── EXERCISE DATA ──

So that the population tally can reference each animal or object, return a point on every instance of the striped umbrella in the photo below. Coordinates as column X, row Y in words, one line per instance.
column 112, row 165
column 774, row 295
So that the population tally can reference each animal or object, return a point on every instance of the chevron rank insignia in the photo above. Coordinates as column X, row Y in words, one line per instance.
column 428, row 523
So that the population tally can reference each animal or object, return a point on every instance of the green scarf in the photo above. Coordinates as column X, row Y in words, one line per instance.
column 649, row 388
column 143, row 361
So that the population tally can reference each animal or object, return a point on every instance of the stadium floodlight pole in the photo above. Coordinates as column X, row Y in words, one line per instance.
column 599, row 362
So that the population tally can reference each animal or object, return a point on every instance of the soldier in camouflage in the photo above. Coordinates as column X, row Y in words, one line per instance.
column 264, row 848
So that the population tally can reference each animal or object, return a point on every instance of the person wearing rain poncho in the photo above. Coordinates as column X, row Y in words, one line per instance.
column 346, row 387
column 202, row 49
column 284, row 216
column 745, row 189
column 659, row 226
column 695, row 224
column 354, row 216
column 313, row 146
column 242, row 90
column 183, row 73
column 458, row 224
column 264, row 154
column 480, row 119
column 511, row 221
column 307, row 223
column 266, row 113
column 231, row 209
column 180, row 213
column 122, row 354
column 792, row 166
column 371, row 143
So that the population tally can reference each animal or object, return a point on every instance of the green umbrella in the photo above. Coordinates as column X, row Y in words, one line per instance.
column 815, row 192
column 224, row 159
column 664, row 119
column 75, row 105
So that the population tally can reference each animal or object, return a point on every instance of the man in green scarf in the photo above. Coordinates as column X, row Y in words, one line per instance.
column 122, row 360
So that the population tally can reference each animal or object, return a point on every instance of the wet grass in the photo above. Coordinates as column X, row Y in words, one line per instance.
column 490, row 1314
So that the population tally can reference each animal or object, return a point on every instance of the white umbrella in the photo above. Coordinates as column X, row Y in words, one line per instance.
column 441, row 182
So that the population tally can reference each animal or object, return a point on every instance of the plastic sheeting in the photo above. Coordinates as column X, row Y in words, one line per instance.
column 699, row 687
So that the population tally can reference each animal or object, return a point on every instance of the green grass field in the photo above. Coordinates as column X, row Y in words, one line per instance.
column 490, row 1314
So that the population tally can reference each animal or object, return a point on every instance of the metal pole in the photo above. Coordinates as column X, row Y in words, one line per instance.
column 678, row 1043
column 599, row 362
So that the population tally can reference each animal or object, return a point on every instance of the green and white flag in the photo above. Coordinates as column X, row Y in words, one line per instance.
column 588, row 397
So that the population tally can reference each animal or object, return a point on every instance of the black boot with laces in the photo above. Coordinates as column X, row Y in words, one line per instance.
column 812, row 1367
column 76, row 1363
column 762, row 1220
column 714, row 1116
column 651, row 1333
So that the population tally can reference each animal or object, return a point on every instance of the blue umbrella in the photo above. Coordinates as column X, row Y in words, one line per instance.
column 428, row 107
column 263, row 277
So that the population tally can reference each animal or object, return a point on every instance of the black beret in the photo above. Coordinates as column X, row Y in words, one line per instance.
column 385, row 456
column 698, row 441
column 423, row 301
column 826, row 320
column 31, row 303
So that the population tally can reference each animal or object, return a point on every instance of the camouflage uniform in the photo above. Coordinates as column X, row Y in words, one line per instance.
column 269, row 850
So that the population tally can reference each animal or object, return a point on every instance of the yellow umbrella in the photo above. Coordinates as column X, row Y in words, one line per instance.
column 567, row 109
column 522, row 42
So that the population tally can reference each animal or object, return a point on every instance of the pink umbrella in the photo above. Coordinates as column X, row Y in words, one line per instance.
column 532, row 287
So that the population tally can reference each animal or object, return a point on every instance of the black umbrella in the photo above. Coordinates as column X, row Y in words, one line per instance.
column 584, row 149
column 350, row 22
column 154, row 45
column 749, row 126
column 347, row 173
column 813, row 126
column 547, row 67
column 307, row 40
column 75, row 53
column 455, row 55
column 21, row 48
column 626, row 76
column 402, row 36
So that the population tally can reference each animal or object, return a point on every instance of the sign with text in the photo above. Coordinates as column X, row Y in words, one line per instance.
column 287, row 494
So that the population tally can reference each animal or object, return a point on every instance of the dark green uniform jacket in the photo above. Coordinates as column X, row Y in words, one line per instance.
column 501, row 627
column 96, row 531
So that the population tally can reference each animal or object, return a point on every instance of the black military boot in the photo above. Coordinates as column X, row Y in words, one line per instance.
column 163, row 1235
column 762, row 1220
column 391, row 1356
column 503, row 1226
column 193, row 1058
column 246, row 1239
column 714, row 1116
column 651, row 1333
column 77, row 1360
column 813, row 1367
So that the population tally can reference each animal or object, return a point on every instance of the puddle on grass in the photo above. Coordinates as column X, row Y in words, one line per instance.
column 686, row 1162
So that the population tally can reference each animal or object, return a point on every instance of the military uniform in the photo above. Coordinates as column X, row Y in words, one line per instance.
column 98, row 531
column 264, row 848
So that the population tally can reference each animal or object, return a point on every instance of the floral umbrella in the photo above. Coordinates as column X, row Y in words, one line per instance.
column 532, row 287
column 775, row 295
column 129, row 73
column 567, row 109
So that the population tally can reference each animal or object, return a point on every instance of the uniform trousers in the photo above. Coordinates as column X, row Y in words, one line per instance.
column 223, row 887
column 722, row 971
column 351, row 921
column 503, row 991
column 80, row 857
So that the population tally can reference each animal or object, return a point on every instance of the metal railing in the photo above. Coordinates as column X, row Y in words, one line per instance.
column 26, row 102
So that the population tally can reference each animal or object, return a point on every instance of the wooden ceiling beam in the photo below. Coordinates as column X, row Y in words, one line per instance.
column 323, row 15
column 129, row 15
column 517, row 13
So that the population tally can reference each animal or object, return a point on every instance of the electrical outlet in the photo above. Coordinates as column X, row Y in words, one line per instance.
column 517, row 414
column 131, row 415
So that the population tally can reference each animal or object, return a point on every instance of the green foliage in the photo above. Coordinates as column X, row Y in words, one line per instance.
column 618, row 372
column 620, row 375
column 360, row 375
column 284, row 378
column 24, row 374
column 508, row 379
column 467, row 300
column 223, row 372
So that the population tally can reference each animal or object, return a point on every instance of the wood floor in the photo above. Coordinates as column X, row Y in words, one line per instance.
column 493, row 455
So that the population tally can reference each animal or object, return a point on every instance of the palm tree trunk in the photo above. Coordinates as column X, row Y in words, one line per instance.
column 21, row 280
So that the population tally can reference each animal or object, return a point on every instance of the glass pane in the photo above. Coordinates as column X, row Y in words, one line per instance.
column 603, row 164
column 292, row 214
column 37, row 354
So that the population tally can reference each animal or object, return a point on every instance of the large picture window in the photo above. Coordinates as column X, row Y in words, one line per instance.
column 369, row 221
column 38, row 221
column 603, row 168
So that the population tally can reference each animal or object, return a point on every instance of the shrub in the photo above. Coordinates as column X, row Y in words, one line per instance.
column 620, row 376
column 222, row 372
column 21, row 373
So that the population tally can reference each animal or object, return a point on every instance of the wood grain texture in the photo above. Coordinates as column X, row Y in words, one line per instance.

───

• WHAT NEEDS TO BE DONE: Substitute "inventory count" for every "population tally" in the records above, leaving all else unchanged.

• WRITTEN REPLY:
So that the inventory count can reference each animal or object, return a point on every instance of the striped umbrella in the photo below. Coordinates as column X, row Y in words, one line per instance.
column 112, row 165
column 774, row 295
So that the inventory count can reference each animal or object, return a point on every instance of the chevron rank insignia in the photo above. Coordinates as column X, row Y in words, one line per instance.
column 428, row 523
So that the inventory count can reference each animal or object, return a point on every instance of the green scarf in the photo above. Coordinates as column X, row Y in words, one line per instance.
column 649, row 388
column 143, row 361
So that the inventory count can reference each animal or object, return a point on every instance of the stadium floodlight pole in the photo above. Coordinates as column X, row Y in words, one line per instance.
column 599, row 362
So that the inventory count can reference each animal or object, return a point on every instance of the soldier in camouflage in the photo above. Coordinates as column X, row Y in words, one line per instance.
column 264, row 848
So that the inventory count can reference each animal or object, return a point on every instance of the person wearing rain poncho in the photo above. Coordinates as column X, row Y in words, one line per instance.
column 346, row 387
column 202, row 49
column 284, row 216
column 745, row 189
column 659, row 226
column 695, row 224
column 354, row 216
column 313, row 146
column 242, row 90
column 183, row 73
column 458, row 224
column 264, row 154
column 480, row 119
column 511, row 221
column 307, row 223
column 266, row 113
column 231, row 209
column 180, row 213
column 122, row 354
column 792, row 166
column 371, row 143
So that the inventory count can reference each animal or object, return a point on every instance of the green umbrella in the photo above. Coordinates as column X, row Y in words, one line per instance.
column 815, row 192
column 224, row 159
column 664, row 119
column 75, row 105
So that the inventory count can reference each animal or object, return a point on every instance of the man in green scarf in the photo above. Coordinates as column X, row Y in words, one line per instance.
column 122, row 360
So that the inventory count can reference each animal or object, return a point on every instance of the wet grass in the photo above. Coordinates as column X, row Y in words, one line per instance.
column 490, row 1314
So that the inventory count can reference each animal or object, return a point on every instance of the white umbrella in the photo above. Coordinates as column X, row Y in words, one line per instance.
column 441, row 182
So that the inventory count can reference each animal or object, return a point on every instance of the plastic sheeting in the photo above. Coordinates as column X, row Y in words, one line per instance.
column 699, row 687
So that the inventory count can reference each animal or object, return a point on every instance of the green grass field in the photo above. Coordinates as column X, row Y in words, one line per instance.
column 490, row 1314
So that the inventory count can reference each animal or object, return a point on every instance of the metal pole in the photo above. Coordinates as column X, row Y in words, one line per instance.
column 678, row 1043
column 599, row 362
So that the inventory count can reference each animal or object, return a point on every instance of the green and white flag in the photo above. Coordinates as column X, row Y in words, one line per instance.
column 588, row 397
So that the inventory count can reference each animal or object, return a point on every instance of the black boot with laces in the photo above. Coordinates as column X, row Y in words, one line per instance.
column 812, row 1367
column 76, row 1363
column 762, row 1220
column 714, row 1116
column 651, row 1333
So that the inventory count can reference each animal or object, return a point on every instance of the blue umbrella in the photo above. Coordinates as column X, row Y in words, one line per instance.
column 428, row 107
column 263, row 277
So that the inventory count can reference each animal or object, return a point on every instance of the black beret in the photo above. Coordinates as column X, row Y in words, one line per instance.
column 385, row 456
column 698, row 441
column 423, row 301
column 826, row 320
column 31, row 303
So that the inventory count can reference each animal or object, return a point on every instance of the camouflage uniform in the photo above. Coordinates as column X, row Y in words, one line per instance.
column 269, row 850
So that the inventory count can reference each animal or object, return a point on every instance of the yellow umbrella in the photo above. Coordinates as column X, row Y in words, one line per instance.
column 567, row 109
column 522, row 42
So that the inventory count can reference each animal or object, return a point on every instance of the pink umbrella in the photo above. Coordinates as column X, row Y in words, one line per instance.
column 532, row 287
So that the inventory count can reference each animal or object, return a point on every instance of the black umbrella in the photo above. Coordinates as column X, row Y in words, one line per instance.
column 584, row 149
column 350, row 22
column 154, row 45
column 749, row 126
column 347, row 173
column 813, row 126
column 547, row 67
column 307, row 40
column 75, row 53
column 455, row 55
column 21, row 48
column 626, row 76
column 402, row 36
So that the inventory count can reference each animal or object, return a point on every instance of the sign with text in the photo above. Coordinates as column X, row Y in words, one line per instance.
column 287, row 494
So that the inventory count can reference each animal or object, return a point on every instance of the dark green uniform jacket in the photo above. Coordinates as column X, row Y in words, one line per instance.
column 501, row 627
column 96, row 531
So that the inventory count can reference each animal or object, return a point on every instance of the black military boot in the photo above. Coordinates as column X, row Y in words, one line per instance.
column 163, row 1235
column 762, row 1220
column 391, row 1356
column 503, row 1226
column 193, row 1058
column 246, row 1239
column 714, row 1116
column 651, row 1333
column 77, row 1360
column 813, row 1367
So that the inventory count can reference each animal or object, return a point on every instance of the puddle on grass in the photo above. Coordinates as column X, row Y in words, one line per instance.
column 686, row 1162
So that the inventory count can reference each animal or object, return a point on every instance of the military uniform in the photo above. Coordinates as column X, row Y in words, one line per instance.
column 98, row 531
column 264, row 848
So that the inventory count can reference each animal or object, return a point on every instance of the floral umbrella in the photo above. Coordinates as column X, row Y in words, one line per instance.
column 532, row 287
column 775, row 295
column 129, row 73
column 567, row 109
So that the inventory count can reference each animal or object, return a point on every instance of the uniform trousers in the photo above. Coordinates as column X, row Y in words, one line per instance.
column 223, row 887
column 722, row 971
column 351, row 921
column 503, row 991
column 80, row 857
So that the inventory count can reference each animal or object, return a point on every instance of the metal railing in the photo above. Coordinates as column X, row Y in words, one line per instance.
column 26, row 102
So that the inventory count can reference each animal or object, return a point on every instance of the wooden ceiling beam in the photo below. Coordinates as column X, row Y in words, one line per instance.
column 323, row 15
column 129, row 15
column 517, row 13
So that the inventory count can reference each animal or object, return a point on every instance of the electrical outlet in the photo above. Coordinates as column X, row Y in words, one line per instance.
column 517, row 414
column 131, row 415
So that the inventory count can reference each animal or object, return a point on every instance of the green foliage in the photo above. Coordinates as column X, row Y in words, one line per instance.
column 618, row 372
column 620, row 375
column 360, row 375
column 284, row 378
column 24, row 374
column 508, row 379
column 467, row 300
column 223, row 372
So that the inventory count can reference each animal or object, return a point on every instance of the wood floor in the photo above. Coordinates as column X, row Y in words, one line per instance.
column 493, row 455
So that the inventory count can reference each animal or object, return a point on every instance of the palm tree trunk in the photo above. Coordinates as column X, row Y in words, one line per instance.
column 21, row 280
So that the inventory count can reference each animal or object, return a point on every instance of the glass pane in the photo above. Coordinates as column X, row Y in words, one line per instance.
column 603, row 164
column 292, row 214
column 37, row 354
So that the inventory count can reference each animal or object, return a point on every instance of the large picture window in the photo above. Coordinates as column X, row Y in words, one line per instance.
column 369, row 221
column 38, row 221
column 603, row 168
So that the inventory count can reference each animal or object, return a point on every instance of the shrub in the photo above. Coordinates as column X, row Y in words, one line per instance.
column 620, row 376
column 222, row 372
column 21, row 373
So that the inventory count can reference each animal or object, return a point on every instance of the wood grain texture in the photo above. Coordinates as column X, row Y in words, one line per instance.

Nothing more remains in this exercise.